------ Records to use ------

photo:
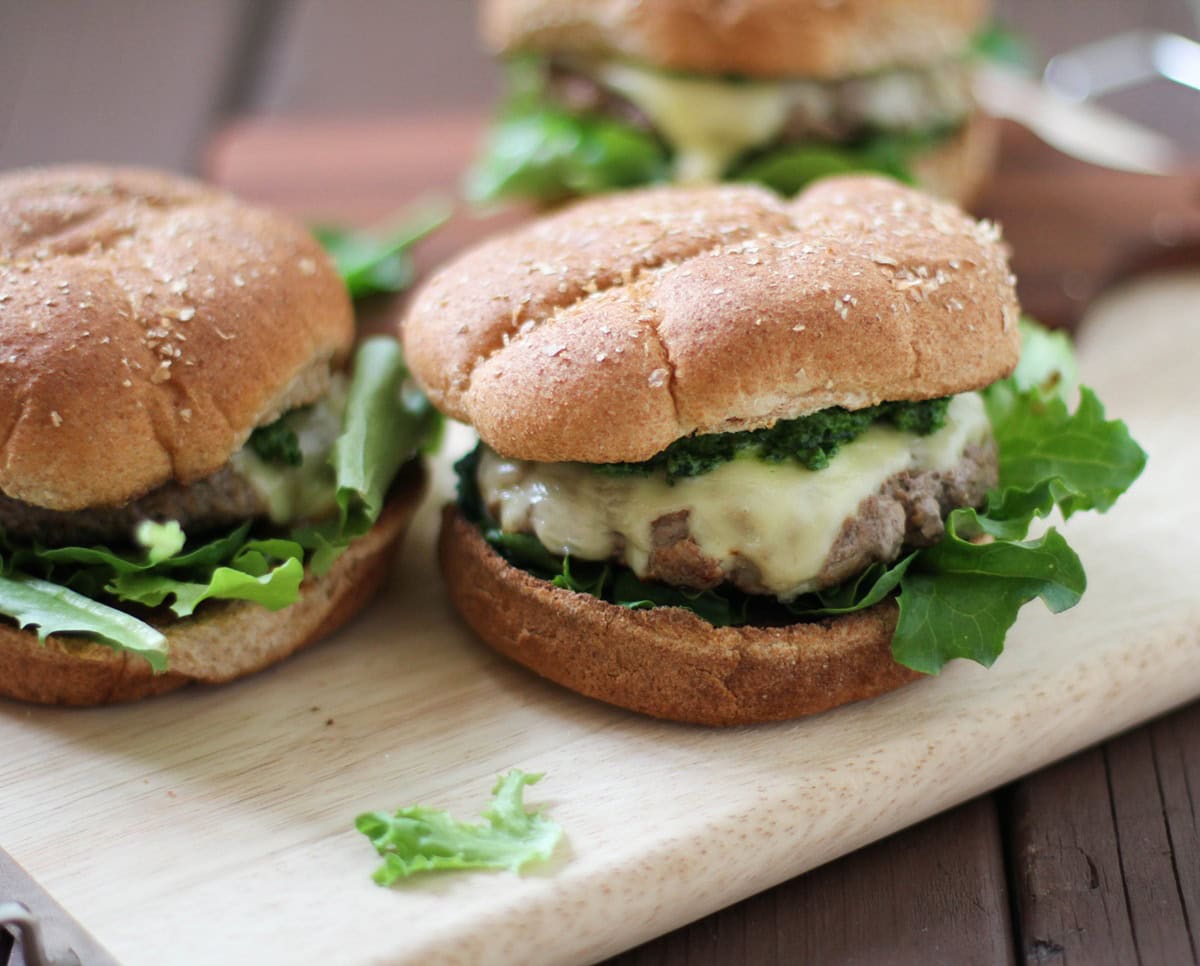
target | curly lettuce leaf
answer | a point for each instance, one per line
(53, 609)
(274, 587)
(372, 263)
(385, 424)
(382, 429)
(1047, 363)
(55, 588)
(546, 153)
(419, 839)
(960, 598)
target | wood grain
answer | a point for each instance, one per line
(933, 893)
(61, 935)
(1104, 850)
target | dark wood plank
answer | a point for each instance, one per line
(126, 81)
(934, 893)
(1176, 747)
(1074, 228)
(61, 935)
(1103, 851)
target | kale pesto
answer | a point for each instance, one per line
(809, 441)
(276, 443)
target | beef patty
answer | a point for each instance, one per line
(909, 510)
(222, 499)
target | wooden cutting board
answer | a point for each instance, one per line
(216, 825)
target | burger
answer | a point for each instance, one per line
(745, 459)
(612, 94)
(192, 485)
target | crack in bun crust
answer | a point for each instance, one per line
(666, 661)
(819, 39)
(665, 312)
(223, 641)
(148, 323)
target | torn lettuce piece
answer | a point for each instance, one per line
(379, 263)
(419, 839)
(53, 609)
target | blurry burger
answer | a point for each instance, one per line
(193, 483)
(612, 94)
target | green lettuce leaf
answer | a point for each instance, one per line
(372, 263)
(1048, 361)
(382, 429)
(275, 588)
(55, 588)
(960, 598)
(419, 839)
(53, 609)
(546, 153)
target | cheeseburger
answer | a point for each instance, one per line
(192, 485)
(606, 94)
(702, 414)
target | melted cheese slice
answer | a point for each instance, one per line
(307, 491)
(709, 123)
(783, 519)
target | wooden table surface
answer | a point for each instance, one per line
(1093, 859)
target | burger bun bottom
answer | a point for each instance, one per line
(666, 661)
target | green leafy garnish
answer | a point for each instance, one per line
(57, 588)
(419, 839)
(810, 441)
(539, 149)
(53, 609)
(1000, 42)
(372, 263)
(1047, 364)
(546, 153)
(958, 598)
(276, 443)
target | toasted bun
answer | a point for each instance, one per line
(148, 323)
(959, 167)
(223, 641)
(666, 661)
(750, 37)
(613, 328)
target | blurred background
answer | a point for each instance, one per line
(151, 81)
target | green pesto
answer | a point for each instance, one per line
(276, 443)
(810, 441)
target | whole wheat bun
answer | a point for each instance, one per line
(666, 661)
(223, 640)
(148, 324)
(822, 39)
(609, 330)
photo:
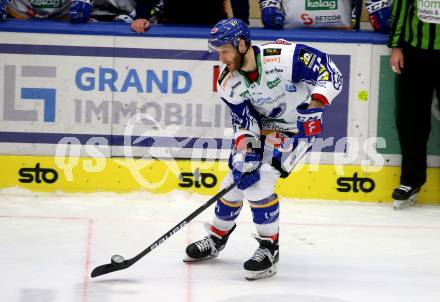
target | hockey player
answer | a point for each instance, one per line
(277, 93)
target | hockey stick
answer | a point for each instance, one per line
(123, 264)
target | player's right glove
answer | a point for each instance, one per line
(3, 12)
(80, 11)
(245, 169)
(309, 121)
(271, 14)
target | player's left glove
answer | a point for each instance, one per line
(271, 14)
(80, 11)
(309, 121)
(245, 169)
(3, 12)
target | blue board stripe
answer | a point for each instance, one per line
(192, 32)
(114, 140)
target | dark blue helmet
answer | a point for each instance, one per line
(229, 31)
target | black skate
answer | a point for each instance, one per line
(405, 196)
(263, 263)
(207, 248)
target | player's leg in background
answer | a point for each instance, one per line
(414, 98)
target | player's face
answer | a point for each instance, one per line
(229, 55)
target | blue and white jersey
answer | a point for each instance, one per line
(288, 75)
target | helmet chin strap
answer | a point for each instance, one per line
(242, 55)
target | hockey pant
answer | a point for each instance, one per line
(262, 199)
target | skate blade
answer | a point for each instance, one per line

------

→ **Stated problem**
Arrange all the lines of the records above as a numbered list, skipping any blank lines. Leave the pictures out of your answer.

→ **Exercise solution**
1. photo:
2. target | curly lettuce leaf
3. answer | a point for each instance, one per line
4. (53, 609)
5. (274, 587)
6. (372, 263)
7. (385, 424)
8. (382, 429)
9. (1047, 363)
10. (55, 588)
11. (546, 153)
12. (419, 839)
13. (960, 598)
14. target | wood grain
15. answer | a point for each instance, one per line
16. (933, 893)
17. (61, 935)
18. (1104, 850)
19. target | dark wood plank
20. answer | a point for each instance, one per line
21. (126, 81)
22. (934, 893)
23. (1176, 747)
24. (1074, 228)
25. (61, 935)
26. (1103, 851)
27. target | kale pesto
28. answer | a point for each instance, one per line
29. (809, 441)
30. (276, 443)
31. target | beef patty
32. answer | a point for each instance, one per line
33. (909, 510)
34. (222, 499)
35. target | wooden cutting board
36. answer | a point for each instance, one per line
37. (216, 825)
38. target | burger
39. answer | a point for each instance, one per line
40. (745, 459)
41. (612, 94)
42. (192, 485)
43. target | crack in bun crust
44. answer | a point for each instance, one per line
45. (666, 661)
46. (819, 39)
47. (665, 312)
48. (223, 641)
49. (148, 323)
50. target | torn lettuce piece
51. answer | a point for each instance, one per line
52. (379, 263)
53. (419, 839)
54. (53, 609)
55. target | blurry burger
56. answer | a point for each instance, one per line
57. (193, 483)
58. (612, 94)
59. target | green lettuce leaf
60. answer | a point for each instance, one per line
61. (372, 263)
62. (1048, 361)
63. (382, 429)
64. (275, 588)
65. (55, 588)
66. (960, 598)
67. (419, 839)
68. (53, 609)
69. (546, 153)
70. target | cheeseburger
71. answer | a point for each instance, one per line
72. (192, 485)
73. (606, 94)
74. (702, 414)
75. target | melted cheese slice
76. answer | a point for each instance, one per line
77. (307, 491)
78. (709, 123)
79. (783, 519)
80. target | wooden table surface
81. answer | a point for each instance, one per line
82. (1093, 859)
83. target | burger bun bottom
84. answer | a point for each instance, one per line
85. (666, 661)
86. target | green leafy garnish
87. answer | a point for each instance, one per line
88. (57, 588)
89. (419, 839)
90. (810, 441)
91. (539, 149)
92. (53, 609)
93. (1000, 42)
94. (372, 263)
95. (1047, 364)
96. (546, 153)
97. (958, 598)
98. (276, 443)
99. target | toasted bun
100. answer | a point for each instance, one per line
101. (148, 323)
102. (959, 167)
103. (223, 641)
104. (666, 661)
105. (750, 37)
106. (613, 328)
107. target | blurred background
108. answer | a point for each instance, one per line
109. (151, 81)
110. target | green pesto
111. answer | a point for each instance, one per line
112. (276, 443)
113. (810, 441)
114. target | whole wheat bun
115. answer | a point for each instance, one per line
116. (666, 661)
117. (223, 640)
118. (148, 324)
119. (822, 39)
120. (609, 330)
121. photo:
122. target | hockey player
123. answer | a point for each instance, one per line
124. (277, 93)
125. target | hockey stick
126. answer | a point for each instance, one per line
127. (123, 264)
128. target | player's right glove
129. answer | a point for each instance, one per line
130. (3, 12)
131. (80, 11)
132. (245, 169)
133. (309, 121)
134. (271, 14)
135. target | player's left glove
136. answer | a point for each instance, one per line
137. (271, 14)
138. (80, 11)
139. (309, 121)
140. (245, 169)
141. (3, 12)
142. target | blue board stripe
143. answer | a point for each instance, one per line
144. (192, 32)
145. (114, 140)
146. target | dark blue helmet
147. answer | a point for each instance, one per line
148. (229, 31)
149. target | black skate
150. answer | a point for each instance, one per line
151. (405, 196)
152. (263, 263)
153. (207, 248)
154. target | player's leg in background
155. answer | a point for each instance, one per line
156. (414, 98)
157. target | player's face
158. answer | a point for each instance, one per line
159. (229, 55)
160. target | blue and white jersey
161. answer | a point for each instance, one per line
162. (288, 75)
163. target | helmet chin strap
164. answer | a point for each instance, one per line
165. (242, 55)
166. target | hockey pant
167. answer | a point for each instance, one per line
168. (262, 199)
169. target | skate blade
170. answer | a point for each instance, one per line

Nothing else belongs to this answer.